**What you need to do**.
- 1) Rewrite part of the article about Zana Abdulaziz, putting "Kandahar" in place of "Kabul". Begin at the words that have "Zana Abdulaziz said" and stop after "States in 1993.".
- 2) Name every place mentioned on its own in the article about Zana Abdulaziz, leaving out any that appear only inside the name of a business or group.
- 3) Write what comes next in the article about Zana Abdulaziz, starting after its final sentence.

Zana Abdulaziz said he is living his American dream. He is the co-owner of Olive Tree Mediterranean Restaurant.
"Opportunities and doors have opened for us and what we want to do is do the same for people that are coming here, the refugees. Give them the same opportunity, let’s get them going right away," said Abdulaziz.
He was a refugee from Kurdistan. Abdulaziz said watching people flee for their lives from Kabul, Afghanistan reminds him of his family’s escape to the United States in 1993.
"You’re coming here, you don’t know the language, you don’t know the culture, you don’t know what’s going on. You’re pretty much living in another world. We’re all breathing the same air, but sometimes you’re living in another world on this planet and that’s what it felt like for us," said Abdulaziz.
A foreign country soon felt like home to Abdulaziz and his family, and he credits local programs that helped them transition to their new lives in Washington. Abdulaziz, also a member of the Kent Community Foundation, said he felt a passion to give back to those living through similar experiences.

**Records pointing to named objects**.
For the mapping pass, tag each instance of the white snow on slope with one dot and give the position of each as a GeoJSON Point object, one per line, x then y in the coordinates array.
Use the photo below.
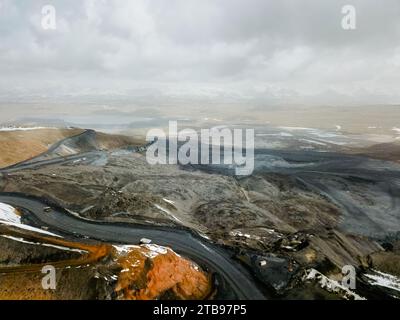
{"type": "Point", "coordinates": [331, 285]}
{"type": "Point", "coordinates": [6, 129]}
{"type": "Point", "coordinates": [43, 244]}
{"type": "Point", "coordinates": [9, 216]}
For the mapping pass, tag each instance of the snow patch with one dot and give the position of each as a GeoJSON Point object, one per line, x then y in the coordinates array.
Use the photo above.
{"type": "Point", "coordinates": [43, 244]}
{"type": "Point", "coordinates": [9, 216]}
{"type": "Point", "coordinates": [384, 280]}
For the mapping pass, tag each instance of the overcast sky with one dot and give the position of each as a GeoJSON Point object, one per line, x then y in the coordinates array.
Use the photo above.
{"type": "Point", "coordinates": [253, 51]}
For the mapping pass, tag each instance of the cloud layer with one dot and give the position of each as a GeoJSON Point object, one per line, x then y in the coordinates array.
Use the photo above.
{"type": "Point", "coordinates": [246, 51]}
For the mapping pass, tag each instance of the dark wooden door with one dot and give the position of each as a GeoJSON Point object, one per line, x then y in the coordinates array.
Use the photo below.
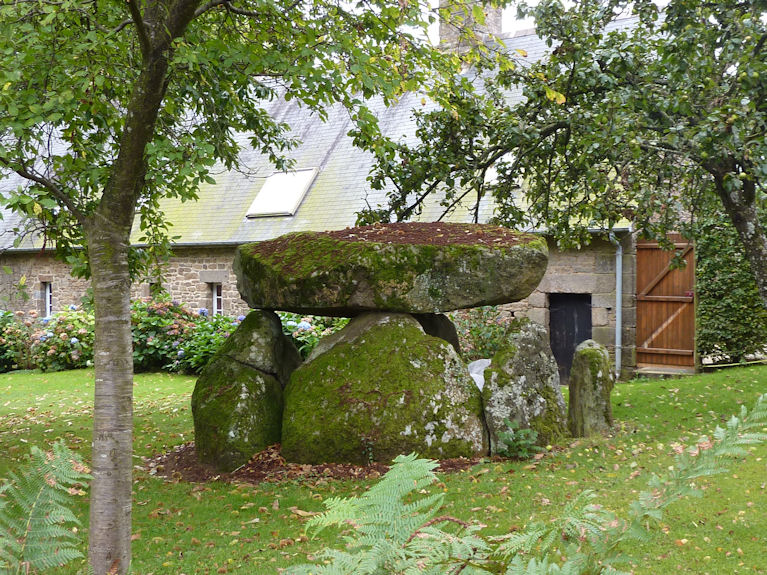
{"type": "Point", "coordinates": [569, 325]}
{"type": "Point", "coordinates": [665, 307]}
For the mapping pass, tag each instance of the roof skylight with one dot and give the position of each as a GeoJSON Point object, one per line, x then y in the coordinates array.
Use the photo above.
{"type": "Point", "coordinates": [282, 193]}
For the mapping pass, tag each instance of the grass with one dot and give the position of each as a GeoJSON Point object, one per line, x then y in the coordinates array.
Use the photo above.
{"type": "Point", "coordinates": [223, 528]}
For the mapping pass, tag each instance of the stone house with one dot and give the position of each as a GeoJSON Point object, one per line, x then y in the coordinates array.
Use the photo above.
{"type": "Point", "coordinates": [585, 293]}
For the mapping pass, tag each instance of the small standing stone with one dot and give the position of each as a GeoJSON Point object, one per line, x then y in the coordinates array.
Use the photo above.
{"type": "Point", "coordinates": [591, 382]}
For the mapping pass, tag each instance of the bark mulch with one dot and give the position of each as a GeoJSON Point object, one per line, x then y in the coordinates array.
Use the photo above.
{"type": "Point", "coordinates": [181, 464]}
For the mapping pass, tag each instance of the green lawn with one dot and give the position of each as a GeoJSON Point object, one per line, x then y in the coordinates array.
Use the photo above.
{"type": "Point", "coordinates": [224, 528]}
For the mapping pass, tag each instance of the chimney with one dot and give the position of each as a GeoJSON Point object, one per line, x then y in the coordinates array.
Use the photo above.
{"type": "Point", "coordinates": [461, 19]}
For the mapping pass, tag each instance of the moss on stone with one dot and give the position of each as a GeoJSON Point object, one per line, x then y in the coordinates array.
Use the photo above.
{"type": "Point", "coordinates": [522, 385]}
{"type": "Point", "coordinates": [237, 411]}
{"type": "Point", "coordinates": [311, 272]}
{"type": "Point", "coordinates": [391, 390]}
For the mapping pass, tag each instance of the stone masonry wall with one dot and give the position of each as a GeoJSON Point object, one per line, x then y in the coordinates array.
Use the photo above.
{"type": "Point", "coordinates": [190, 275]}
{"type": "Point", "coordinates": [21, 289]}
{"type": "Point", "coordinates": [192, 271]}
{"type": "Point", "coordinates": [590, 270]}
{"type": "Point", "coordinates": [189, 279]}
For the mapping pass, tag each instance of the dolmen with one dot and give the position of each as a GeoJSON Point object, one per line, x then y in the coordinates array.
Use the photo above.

**Answers to the exercises**.
- 1)
Zana Abdulaziz said he is living his American dream. He is the co-owner of Olive Tree Mediterranean Restaurant.
"Opportunities and doors have opened for us and what we want to do is do the same for people that are coming here, the refugees. Give them the same opportunity, let’s get them going right away," said Abdulaziz.
He was a refugee from Kurdistan. Abdulaziz said watching people flee for their lives from Kandahar, Afghanistan reminds him of his family’s escape to the United States in 1993.

- 2) Kurdistan, Kabul, Afghanistan, the United States, Washington

- 3)
"It’s unfortunate that things continue to repeat themselves. So, what we’re doing here is trying to open eyes and let people know that we can all help each other," said Abdulaziz. "Our objective here is to guide them, to let them know that you’re not alone, that there are plenty of us here in the community that are reaching out. We’re here."
Abdulaziz said Olive Tree has already pledged a minimum $1,000 donation. Anyone who would like to contribute to the cause is welcomed to dine at his restaurant in Kent on September 23. The ongoing fundraiser is also accepting donations online.